What you need to do: Could you show each line of the records that contains the word "candy"?

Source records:
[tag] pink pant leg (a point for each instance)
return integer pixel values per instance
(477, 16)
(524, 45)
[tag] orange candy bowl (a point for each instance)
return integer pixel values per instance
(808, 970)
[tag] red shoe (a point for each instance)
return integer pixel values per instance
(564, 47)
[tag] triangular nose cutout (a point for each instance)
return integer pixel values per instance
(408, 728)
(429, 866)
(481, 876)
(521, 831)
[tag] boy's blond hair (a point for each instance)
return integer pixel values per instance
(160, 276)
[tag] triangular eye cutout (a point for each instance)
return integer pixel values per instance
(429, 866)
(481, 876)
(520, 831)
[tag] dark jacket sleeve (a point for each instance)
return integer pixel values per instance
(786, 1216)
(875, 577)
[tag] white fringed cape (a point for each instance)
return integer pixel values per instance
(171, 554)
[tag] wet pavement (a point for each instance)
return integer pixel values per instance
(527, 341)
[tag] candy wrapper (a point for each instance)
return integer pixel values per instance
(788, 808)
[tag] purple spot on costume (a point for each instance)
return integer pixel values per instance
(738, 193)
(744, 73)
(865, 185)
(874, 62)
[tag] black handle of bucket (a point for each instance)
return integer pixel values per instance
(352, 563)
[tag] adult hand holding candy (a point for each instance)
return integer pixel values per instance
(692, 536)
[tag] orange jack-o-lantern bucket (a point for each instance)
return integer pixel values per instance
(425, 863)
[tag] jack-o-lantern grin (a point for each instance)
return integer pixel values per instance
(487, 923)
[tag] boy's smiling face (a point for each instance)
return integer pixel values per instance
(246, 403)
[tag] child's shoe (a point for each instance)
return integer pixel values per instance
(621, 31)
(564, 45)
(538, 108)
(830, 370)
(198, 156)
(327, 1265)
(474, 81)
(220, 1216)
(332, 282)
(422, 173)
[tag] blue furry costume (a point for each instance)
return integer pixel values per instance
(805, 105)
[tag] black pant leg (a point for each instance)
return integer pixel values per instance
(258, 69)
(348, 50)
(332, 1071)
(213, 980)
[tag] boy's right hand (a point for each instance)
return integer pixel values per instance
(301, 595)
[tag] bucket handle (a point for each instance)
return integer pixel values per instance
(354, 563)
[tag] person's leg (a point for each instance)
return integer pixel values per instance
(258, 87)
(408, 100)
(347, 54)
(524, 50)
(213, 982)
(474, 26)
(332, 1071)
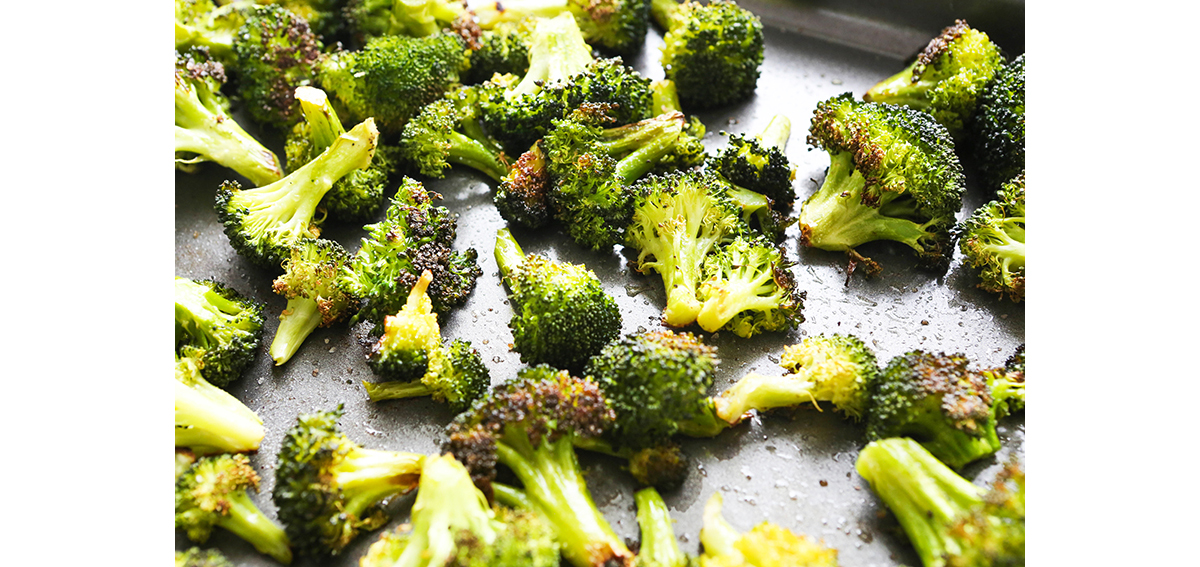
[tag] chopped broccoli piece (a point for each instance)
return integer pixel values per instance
(213, 493)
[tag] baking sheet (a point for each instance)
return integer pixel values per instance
(795, 469)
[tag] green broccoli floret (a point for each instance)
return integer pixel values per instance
(949, 520)
(993, 239)
(214, 494)
(939, 401)
(263, 224)
(528, 424)
(997, 131)
(893, 175)
(209, 419)
(217, 327)
(328, 488)
(393, 77)
(274, 52)
(617, 27)
(711, 51)
(414, 237)
(453, 525)
(316, 294)
(765, 545)
(561, 312)
(947, 77)
(204, 130)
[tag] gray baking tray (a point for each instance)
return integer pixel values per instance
(795, 469)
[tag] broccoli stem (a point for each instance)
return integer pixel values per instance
(249, 523)
(298, 321)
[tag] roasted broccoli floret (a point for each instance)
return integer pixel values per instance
(949, 520)
(263, 224)
(414, 237)
(997, 131)
(328, 488)
(393, 77)
(765, 545)
(213, 493)
(209, 419)
(711, 51)
(893, 175)
(453, 525)
(947, 77)
(528, 424)
(315, 291)
(204, 130)
(993, 239)
(217, 327)
(561, 314)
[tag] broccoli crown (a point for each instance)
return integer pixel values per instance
(765, 545)
(216, 326)
(275, 52)
(893, 175)
(654, 381)
(936, 400)
(997, 130)
(993, 239)
(328, 488)
(414, 237)
(947, 77)
(393, 77)
(678, 219)
(949, 520)
(214, 494)
(712, 52)
(748, 288)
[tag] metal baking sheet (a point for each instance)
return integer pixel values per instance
(795, 469)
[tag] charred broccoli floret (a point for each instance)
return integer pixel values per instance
(561, 314)
(949, 520)
(328, 488)
(263, 224)
(947, 77)
(204, 130)
(214, 493)
(528, 424)
(893, 175)
(993, 239)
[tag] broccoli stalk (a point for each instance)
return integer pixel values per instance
(948, 519)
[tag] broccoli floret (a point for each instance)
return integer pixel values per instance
(748, 288)
(711, 51)
(453, 525)
(949, 520)
(761, 163)
(214, 494)
(263, 224)
(316, 294)
(328, 488)
(993, 239)
(893, 175)
(204, 130)
(678, 219)
(275, 52)
(414, 237)
(939, 401)
(561, 314)
(947, 77)
(765, 545)
(209, 419)
(617, 27)
(217, 327)
(997, 131)
(393, 77)
(528, 425)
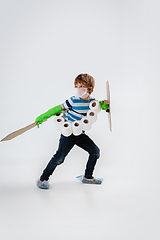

Expected output:
[tag] orange candy bowl (a point for each instance)
[tag] candy wrapper (a point for each instance)
[tag] adult hand holding candy (a point for each instance)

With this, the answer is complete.